What needs to be done: Output exactly, please, the lines of the records below from the one containing "For the shot-chart build, locate every instance of the overcast" through the final line.

Provided records:

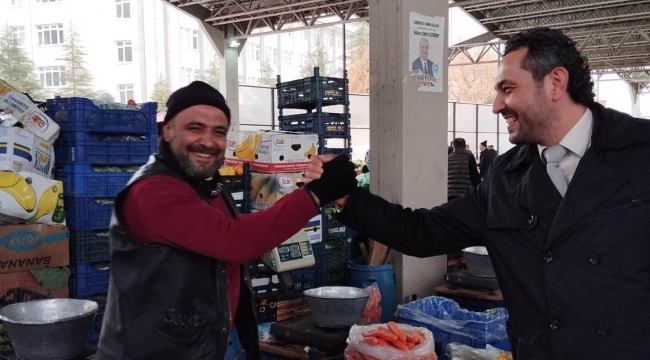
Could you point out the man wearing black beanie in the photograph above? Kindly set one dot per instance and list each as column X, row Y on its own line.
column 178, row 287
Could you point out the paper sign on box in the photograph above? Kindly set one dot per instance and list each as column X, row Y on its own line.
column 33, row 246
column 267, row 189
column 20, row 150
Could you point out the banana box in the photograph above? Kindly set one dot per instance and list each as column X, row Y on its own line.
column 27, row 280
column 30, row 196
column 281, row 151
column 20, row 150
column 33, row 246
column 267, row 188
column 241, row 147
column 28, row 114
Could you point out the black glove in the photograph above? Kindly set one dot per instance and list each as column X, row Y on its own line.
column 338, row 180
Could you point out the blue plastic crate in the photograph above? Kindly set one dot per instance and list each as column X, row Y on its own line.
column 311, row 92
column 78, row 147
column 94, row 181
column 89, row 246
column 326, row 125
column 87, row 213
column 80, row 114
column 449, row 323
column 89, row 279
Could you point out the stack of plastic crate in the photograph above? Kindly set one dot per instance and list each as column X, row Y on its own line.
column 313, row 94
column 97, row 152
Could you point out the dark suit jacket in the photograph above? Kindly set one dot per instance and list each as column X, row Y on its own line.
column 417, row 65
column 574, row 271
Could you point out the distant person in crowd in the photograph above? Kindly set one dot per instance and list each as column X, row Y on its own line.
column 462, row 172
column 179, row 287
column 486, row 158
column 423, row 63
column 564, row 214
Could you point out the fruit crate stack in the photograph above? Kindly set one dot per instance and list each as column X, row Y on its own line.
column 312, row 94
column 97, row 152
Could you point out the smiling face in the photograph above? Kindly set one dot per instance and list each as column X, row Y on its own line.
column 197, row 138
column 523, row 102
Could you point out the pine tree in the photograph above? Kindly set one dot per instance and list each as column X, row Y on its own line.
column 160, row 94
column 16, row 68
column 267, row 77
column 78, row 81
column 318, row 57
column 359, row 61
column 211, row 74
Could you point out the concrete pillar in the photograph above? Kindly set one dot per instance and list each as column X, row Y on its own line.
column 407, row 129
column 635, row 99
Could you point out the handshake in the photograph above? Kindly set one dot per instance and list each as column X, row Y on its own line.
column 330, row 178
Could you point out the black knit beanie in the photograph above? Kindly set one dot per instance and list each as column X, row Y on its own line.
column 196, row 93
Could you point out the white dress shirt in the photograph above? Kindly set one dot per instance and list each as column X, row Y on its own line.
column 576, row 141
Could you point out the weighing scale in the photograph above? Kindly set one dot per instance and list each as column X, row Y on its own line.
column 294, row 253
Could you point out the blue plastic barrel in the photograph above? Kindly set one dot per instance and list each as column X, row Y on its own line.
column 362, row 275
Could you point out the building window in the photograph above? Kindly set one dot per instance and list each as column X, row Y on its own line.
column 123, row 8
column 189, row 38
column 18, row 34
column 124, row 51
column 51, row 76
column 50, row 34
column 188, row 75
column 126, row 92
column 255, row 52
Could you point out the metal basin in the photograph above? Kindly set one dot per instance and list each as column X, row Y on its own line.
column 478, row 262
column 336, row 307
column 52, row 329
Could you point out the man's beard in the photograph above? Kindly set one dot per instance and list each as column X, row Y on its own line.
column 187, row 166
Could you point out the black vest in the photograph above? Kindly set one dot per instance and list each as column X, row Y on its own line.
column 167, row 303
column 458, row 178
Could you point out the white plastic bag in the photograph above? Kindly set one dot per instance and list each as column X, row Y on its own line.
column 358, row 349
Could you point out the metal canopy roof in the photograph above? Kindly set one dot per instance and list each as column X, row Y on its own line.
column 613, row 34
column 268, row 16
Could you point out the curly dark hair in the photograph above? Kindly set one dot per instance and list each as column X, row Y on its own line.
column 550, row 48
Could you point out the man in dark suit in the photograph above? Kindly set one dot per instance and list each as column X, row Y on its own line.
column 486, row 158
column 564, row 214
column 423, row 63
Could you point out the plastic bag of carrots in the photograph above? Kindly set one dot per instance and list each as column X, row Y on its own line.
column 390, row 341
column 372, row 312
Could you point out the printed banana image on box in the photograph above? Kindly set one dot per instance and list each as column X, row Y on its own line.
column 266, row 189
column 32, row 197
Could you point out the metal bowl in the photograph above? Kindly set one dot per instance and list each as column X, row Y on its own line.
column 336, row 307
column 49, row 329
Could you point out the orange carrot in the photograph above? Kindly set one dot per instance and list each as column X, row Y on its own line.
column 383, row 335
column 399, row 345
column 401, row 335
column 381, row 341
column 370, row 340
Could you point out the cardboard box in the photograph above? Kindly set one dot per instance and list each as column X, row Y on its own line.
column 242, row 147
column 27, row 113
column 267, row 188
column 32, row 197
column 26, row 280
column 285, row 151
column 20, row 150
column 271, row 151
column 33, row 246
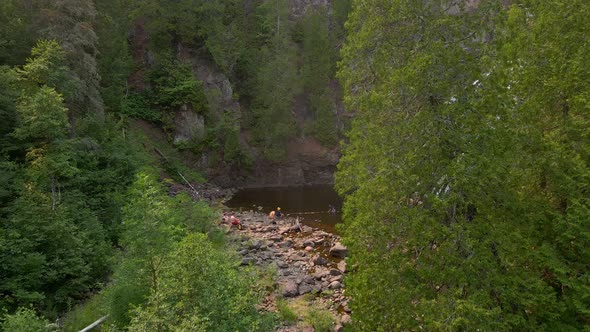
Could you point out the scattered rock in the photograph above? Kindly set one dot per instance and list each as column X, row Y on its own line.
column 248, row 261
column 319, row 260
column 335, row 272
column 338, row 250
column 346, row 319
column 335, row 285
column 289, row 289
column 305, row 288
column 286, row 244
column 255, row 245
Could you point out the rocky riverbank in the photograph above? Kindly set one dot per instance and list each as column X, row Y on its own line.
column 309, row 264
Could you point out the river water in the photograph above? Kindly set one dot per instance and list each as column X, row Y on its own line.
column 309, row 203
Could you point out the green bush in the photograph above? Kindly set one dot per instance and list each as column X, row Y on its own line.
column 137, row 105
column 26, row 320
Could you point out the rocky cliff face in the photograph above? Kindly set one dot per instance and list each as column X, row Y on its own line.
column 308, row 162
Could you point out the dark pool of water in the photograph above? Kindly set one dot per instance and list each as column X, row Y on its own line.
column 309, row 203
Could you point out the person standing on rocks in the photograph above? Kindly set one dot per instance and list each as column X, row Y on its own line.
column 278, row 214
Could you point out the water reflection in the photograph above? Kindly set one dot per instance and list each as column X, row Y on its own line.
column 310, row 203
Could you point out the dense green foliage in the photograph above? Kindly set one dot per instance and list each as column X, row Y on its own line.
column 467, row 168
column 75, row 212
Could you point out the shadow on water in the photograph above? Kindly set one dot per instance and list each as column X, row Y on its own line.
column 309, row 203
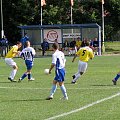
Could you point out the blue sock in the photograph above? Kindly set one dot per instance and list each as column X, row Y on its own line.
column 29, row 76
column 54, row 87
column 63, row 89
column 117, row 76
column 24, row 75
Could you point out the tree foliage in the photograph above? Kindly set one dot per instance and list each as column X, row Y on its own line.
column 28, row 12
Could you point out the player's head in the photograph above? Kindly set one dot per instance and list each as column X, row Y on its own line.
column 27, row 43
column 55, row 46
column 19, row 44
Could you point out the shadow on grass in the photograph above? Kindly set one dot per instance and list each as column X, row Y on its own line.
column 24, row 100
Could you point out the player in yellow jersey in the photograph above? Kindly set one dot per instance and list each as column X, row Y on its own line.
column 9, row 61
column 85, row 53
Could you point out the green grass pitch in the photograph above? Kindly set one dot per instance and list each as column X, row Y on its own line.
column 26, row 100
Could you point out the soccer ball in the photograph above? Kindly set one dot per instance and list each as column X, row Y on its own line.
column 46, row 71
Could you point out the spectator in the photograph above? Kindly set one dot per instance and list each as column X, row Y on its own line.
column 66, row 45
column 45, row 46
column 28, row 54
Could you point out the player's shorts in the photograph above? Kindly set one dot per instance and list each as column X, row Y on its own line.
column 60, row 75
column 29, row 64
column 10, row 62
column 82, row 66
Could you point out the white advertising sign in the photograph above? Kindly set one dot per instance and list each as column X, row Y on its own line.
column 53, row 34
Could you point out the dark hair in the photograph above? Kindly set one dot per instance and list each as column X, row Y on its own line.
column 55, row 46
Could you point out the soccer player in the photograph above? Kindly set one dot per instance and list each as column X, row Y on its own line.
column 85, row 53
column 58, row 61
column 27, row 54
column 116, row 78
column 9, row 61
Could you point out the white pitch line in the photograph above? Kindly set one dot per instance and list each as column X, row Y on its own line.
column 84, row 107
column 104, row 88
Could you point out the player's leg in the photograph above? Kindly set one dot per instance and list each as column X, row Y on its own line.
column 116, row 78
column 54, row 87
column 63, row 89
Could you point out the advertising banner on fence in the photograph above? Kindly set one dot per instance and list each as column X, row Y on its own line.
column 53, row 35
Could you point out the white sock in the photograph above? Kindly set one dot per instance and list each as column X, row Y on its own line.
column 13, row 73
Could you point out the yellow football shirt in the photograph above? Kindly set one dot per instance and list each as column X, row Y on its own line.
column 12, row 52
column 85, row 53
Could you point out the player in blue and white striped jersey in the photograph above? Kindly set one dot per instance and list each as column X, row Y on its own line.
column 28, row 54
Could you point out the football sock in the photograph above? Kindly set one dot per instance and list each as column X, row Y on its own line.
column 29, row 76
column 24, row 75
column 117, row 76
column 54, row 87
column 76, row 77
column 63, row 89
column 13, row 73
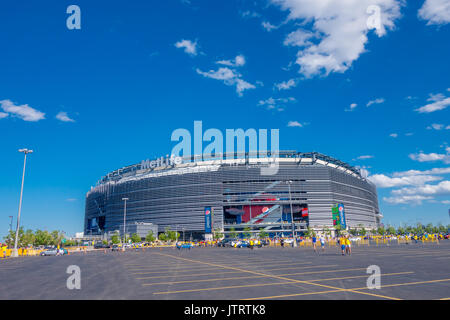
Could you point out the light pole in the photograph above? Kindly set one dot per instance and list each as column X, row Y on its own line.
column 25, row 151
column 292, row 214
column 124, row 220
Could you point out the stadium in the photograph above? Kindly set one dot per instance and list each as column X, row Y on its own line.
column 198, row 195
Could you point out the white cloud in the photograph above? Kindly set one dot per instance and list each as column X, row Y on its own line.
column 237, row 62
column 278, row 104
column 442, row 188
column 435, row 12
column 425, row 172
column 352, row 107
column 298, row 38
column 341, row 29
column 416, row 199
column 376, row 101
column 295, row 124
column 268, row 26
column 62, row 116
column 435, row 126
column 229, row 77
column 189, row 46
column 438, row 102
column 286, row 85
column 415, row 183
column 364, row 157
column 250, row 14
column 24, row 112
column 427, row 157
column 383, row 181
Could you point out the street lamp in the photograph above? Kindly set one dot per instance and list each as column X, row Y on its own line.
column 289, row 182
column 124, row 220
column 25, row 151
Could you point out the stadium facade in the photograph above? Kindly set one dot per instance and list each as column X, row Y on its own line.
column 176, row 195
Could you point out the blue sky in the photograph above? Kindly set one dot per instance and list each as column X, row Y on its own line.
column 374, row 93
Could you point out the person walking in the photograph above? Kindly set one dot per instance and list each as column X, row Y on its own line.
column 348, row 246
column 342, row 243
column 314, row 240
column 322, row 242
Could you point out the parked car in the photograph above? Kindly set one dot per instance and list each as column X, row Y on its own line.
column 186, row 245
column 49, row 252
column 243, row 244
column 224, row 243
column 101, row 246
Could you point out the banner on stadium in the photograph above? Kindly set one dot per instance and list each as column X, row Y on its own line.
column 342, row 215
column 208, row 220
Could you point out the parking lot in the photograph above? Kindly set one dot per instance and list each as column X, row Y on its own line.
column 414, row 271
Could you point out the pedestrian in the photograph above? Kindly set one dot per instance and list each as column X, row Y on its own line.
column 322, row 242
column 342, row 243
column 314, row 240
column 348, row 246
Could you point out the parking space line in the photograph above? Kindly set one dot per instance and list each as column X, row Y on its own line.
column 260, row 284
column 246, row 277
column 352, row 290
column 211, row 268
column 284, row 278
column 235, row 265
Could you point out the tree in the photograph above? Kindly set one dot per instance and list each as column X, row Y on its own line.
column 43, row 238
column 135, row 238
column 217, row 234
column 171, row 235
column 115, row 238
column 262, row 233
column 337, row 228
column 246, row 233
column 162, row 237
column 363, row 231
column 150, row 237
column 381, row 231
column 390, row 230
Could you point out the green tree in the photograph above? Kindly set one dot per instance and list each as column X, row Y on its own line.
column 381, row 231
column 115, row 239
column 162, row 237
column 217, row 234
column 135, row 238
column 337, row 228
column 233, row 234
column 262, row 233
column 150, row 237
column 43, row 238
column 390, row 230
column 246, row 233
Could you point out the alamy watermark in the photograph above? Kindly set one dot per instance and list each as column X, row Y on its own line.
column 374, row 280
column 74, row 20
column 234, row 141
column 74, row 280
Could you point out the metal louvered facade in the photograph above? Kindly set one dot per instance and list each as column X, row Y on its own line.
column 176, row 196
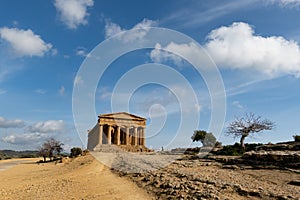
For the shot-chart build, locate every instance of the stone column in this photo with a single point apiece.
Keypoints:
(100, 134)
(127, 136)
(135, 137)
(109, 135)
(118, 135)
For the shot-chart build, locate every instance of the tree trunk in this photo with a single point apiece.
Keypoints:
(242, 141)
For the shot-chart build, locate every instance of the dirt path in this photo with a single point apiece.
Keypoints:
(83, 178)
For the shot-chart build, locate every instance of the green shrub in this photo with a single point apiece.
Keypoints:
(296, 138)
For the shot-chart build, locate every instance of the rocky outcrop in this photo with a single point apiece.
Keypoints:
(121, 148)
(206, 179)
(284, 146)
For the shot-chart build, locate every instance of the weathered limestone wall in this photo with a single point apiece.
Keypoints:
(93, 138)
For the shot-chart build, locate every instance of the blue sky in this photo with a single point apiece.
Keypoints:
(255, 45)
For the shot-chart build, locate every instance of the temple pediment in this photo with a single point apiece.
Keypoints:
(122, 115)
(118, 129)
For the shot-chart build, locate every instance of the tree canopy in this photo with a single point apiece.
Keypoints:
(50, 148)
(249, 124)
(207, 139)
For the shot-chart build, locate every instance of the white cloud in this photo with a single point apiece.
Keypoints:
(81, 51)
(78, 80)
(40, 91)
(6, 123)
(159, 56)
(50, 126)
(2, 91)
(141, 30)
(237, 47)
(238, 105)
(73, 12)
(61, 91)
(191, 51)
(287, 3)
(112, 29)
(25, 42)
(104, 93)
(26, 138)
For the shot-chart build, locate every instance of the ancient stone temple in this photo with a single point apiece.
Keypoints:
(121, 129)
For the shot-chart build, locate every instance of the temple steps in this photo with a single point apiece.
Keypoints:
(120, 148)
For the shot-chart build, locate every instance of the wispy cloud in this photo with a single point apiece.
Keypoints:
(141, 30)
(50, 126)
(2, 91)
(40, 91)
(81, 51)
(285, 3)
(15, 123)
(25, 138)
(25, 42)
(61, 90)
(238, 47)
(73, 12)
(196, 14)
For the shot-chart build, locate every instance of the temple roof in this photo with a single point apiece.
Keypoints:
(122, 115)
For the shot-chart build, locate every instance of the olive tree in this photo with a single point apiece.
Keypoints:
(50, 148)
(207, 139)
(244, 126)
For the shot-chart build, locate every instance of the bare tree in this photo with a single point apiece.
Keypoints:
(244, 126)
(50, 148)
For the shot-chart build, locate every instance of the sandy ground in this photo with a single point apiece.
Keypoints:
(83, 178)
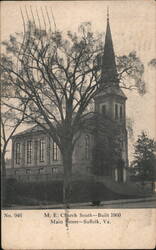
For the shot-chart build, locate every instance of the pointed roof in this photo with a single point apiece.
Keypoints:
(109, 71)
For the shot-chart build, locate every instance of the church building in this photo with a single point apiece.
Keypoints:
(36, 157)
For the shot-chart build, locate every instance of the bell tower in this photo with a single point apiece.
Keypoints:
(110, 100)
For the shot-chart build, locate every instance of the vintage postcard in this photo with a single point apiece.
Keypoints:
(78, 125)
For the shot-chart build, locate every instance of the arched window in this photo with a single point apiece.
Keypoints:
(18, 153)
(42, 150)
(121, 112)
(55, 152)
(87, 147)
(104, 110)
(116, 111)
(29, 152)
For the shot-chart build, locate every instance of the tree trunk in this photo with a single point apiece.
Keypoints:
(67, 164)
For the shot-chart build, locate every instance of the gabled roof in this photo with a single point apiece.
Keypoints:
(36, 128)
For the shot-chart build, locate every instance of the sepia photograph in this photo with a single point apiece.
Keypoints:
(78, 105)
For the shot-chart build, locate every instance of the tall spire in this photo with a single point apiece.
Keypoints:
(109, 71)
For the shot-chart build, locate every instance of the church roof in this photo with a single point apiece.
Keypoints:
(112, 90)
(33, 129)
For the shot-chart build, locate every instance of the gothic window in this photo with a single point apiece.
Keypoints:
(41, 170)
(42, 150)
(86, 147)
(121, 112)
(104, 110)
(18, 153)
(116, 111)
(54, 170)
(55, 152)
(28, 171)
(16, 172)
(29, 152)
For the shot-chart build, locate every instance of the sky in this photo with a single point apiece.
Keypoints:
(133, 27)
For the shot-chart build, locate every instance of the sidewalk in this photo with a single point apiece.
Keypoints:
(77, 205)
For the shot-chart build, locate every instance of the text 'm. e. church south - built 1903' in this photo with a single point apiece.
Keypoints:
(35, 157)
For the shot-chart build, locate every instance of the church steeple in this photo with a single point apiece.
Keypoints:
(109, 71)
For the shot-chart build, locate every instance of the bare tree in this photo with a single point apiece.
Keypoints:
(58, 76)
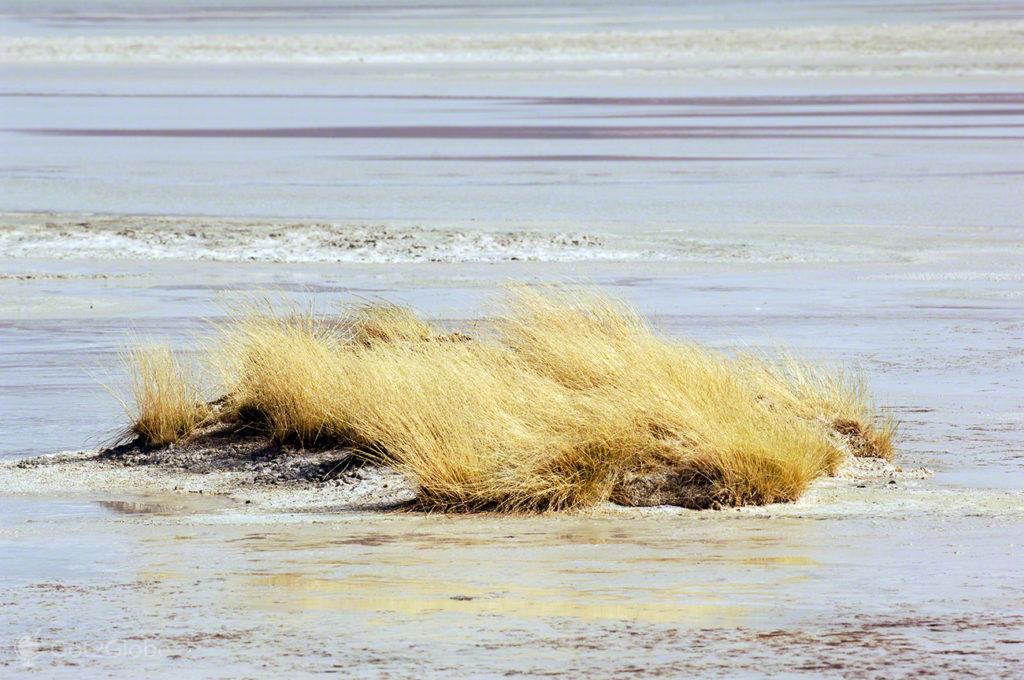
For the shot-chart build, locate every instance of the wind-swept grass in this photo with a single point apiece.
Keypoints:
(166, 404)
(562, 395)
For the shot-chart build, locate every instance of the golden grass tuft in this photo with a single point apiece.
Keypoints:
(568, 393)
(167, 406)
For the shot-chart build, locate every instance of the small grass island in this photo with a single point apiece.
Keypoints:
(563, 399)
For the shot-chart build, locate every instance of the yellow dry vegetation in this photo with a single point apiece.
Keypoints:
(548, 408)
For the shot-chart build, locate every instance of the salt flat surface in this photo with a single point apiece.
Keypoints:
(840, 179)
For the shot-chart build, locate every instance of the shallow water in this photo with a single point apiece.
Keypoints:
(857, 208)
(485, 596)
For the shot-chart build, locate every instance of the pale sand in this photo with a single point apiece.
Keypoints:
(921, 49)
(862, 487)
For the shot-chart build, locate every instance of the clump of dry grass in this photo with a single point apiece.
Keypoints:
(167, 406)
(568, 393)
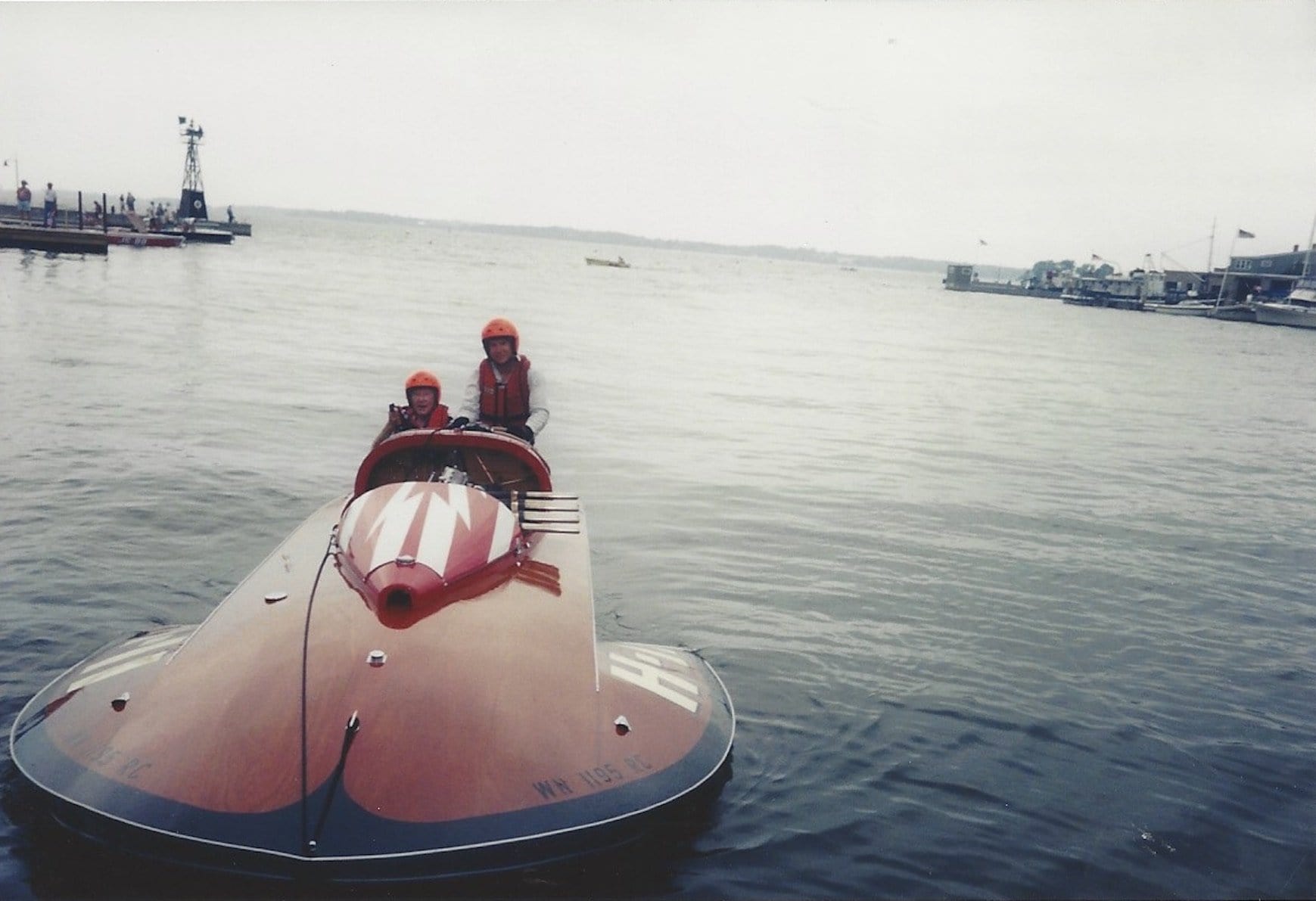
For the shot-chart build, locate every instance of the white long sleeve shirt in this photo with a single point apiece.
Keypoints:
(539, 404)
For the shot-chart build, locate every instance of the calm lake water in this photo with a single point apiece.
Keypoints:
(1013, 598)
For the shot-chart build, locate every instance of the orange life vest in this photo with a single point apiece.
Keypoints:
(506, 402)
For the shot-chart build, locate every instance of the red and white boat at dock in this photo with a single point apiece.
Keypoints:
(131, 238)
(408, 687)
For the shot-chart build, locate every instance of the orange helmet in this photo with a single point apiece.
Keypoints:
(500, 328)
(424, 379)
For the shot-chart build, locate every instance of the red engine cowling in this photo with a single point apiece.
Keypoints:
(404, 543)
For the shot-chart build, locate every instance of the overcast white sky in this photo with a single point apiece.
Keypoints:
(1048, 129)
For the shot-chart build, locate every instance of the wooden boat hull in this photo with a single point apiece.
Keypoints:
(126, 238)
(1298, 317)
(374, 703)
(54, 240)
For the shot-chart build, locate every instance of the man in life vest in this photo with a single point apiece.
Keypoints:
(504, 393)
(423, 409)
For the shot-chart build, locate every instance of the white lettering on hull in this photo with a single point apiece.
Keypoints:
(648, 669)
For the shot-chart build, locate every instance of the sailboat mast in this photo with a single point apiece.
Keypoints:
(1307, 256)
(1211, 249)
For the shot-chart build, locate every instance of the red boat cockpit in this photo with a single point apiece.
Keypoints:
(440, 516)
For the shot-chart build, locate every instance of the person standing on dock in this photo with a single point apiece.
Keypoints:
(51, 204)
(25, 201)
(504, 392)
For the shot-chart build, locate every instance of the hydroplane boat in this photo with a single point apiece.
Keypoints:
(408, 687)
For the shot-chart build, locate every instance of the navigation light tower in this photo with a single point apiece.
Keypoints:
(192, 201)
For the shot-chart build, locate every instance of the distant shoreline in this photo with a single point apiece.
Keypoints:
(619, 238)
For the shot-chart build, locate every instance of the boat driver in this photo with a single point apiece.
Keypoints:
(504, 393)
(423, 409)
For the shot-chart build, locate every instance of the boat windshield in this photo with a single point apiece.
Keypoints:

Written reply:
For the shot-chart build, locate every instance of the overcast white sky in this photo with a single point apiece.
Keypoints:
(1048, 129)
For the shot-chart build, locate every instance of the wooden boat hull in this photo with a single point apiece.
Keypoints:
(126, 238)
(1298, 317)
(374, 703)
(54, 240)
For the shot-chart build, locate every instance of the man in life vest in this photo with a single point apiece.
Keypoints:
(504, 393)
(423, 409)
For the shot-chart build, locate every instance of the white lettering on hull in this photo with a single point apiece.
Keypoints:
(648, 669)
For the shot-chart build, locate every instance of the sailboat mast in this photo with a single point apiece.
Keypoints:
(1307, 256)
(1211, 249)
For the shot-chart build, locate every instance of the red boat cockpit in this photo with a single point apiece.
Keypoints:
(440, 516)
For the shot-chart build, locate every instance of the person standing on dock in this photo with a single point apiece.
Keypoints:
(51, 204)
(25, 201)
(504, 392)
For the shot-chart build, locate every instance of the hydroplane boat in this photo with a single point apiece.
Keypoints:
(408, 687)
For the shot-chart build, locate every instance of the navigation light tower in this photo with a single point apiece.
Keypoints:
(192, 201)
For the shot-chart build, locate every instance of the distant shoreline in this photo with a single point apiece.
Keypoints:
(619, 238)
For the shot-chart build, locate every instance of the boat driver in this photo with a single point apiece.
Keypoints:
(504, 393)
(423, 409)
For the shot-chart build, locate every instance of the boat windshield in this photo with a single point apiece.
Keypoints:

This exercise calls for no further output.